* [Task to carry out]: Find every line below that contains the word "small" and copy each of those lines.
-- Records provided start --
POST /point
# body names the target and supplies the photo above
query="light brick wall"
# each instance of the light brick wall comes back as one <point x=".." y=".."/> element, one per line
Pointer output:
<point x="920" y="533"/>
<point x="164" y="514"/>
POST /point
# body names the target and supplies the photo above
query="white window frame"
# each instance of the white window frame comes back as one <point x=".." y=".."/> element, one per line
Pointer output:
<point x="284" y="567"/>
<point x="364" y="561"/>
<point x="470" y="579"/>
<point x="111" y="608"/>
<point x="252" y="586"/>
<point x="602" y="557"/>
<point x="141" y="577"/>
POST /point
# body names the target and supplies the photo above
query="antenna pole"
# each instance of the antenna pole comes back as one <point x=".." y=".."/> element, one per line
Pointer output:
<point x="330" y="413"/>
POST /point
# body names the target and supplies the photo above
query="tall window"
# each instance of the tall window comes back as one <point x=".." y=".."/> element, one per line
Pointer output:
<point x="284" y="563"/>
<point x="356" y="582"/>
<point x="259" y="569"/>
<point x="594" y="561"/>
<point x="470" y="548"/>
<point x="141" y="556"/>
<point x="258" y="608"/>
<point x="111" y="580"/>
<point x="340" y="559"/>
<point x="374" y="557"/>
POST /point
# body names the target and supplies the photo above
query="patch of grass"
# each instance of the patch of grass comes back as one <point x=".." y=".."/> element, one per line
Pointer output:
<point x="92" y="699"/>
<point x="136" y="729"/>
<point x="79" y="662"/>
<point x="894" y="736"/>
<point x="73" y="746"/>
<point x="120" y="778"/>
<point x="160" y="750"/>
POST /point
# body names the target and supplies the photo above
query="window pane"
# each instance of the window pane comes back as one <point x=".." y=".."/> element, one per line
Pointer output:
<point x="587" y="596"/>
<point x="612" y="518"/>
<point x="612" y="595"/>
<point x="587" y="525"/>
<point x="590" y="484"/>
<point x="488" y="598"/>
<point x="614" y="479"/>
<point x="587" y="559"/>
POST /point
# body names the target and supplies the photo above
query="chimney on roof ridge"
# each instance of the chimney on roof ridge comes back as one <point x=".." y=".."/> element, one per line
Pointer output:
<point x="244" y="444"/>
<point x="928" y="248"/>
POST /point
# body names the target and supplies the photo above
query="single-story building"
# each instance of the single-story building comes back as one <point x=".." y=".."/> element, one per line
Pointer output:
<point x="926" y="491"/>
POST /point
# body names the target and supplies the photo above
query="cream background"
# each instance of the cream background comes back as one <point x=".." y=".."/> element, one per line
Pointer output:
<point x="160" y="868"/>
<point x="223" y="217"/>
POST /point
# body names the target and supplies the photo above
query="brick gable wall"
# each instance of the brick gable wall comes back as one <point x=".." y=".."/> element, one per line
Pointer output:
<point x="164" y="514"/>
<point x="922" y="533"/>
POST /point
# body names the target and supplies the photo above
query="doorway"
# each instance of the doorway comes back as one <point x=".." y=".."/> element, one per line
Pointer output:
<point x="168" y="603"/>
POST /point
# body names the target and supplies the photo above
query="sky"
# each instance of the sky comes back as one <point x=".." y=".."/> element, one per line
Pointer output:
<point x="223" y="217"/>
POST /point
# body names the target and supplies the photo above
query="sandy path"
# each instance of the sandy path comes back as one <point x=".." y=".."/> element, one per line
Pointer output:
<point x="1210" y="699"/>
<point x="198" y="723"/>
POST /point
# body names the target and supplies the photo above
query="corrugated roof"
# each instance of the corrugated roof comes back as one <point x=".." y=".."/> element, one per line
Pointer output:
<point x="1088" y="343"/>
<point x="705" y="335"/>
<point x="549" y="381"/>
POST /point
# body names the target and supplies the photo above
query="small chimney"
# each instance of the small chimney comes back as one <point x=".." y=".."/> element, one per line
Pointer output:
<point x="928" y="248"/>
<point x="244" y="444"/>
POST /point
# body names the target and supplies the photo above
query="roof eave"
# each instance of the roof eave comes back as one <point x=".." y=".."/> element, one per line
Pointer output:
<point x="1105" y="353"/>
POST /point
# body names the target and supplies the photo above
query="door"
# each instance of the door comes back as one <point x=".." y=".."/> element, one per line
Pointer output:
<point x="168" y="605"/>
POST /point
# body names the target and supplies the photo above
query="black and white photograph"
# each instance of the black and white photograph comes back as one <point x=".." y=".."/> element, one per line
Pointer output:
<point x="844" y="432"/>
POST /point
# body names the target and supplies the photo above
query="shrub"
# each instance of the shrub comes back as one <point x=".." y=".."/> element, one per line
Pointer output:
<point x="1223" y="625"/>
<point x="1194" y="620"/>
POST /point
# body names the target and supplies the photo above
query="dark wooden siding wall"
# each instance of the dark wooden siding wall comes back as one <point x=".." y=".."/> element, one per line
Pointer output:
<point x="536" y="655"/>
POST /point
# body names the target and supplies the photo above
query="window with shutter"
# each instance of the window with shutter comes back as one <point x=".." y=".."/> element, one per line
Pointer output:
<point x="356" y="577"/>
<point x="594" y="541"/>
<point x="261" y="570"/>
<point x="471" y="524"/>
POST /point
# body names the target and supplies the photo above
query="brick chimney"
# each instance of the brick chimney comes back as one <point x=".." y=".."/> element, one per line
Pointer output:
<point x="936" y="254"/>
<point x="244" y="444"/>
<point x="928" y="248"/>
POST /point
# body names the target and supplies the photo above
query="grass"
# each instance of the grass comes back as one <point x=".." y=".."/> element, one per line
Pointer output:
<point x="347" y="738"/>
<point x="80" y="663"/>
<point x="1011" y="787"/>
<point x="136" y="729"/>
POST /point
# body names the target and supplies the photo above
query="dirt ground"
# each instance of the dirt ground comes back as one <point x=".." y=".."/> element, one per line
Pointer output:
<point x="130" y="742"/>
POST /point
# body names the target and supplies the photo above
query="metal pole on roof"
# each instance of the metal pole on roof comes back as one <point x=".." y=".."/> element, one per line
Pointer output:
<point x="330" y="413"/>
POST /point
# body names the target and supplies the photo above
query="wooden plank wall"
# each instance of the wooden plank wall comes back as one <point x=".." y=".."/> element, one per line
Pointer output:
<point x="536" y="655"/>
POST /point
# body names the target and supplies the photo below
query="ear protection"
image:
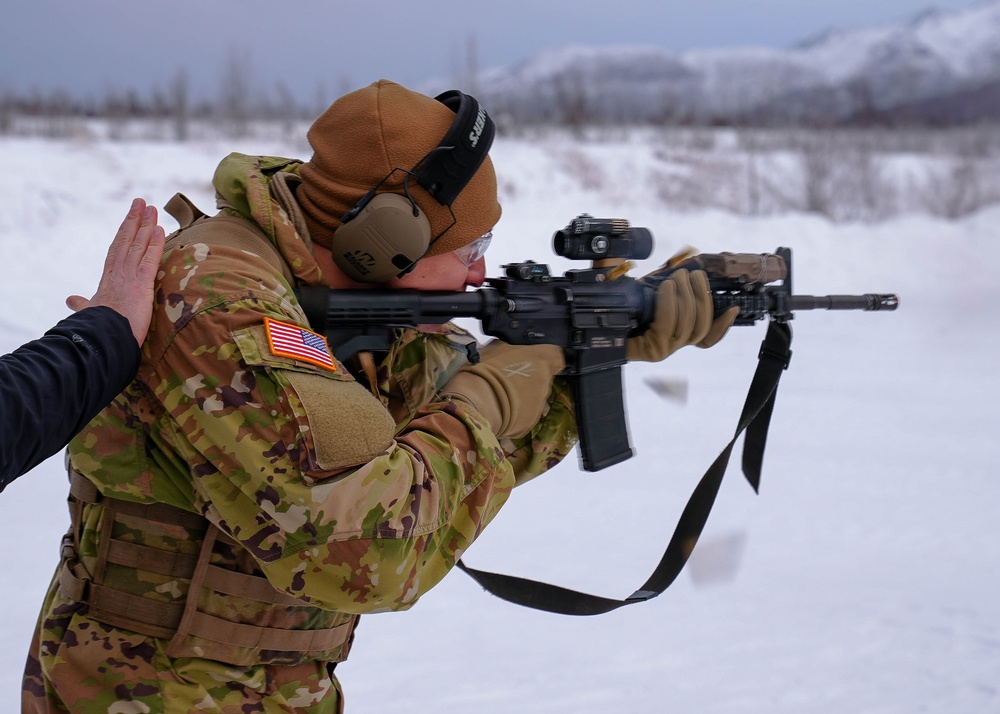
-- Records provided end --
* [Solution]:
query="small chimney"
# each instance of the small chimney comes back as one <point x=".." y=".."/> element, one per line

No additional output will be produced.